Once the pictures are removed, return each record below exactly as written.

[Opening Supplied records section]

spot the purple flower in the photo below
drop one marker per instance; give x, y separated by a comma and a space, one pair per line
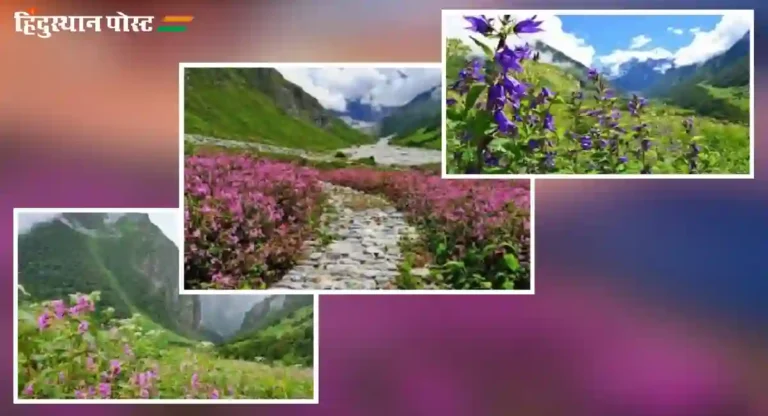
524, 52
549, 160
59, 308
592, 74
688, 124
89, 364
490, 159
586, 142
114, 367
695, 149
513, 86
508, 60
549, 122
44, 320
496, 97
479, 24
529, 25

[Closing Supplied records section]

▶ _Task result_
spot the purple flower in the photo below
drop one marker per instance; give x, y separated by a comma and a space, one pair per line
524, 52
549, 160
59, 308
592, 74
688, 124
89, 364
490, 159
586, 142
114, 367
695, 149
513, 86
508, 60
549, 122
44, 320
496, 97
479, 24
529, 25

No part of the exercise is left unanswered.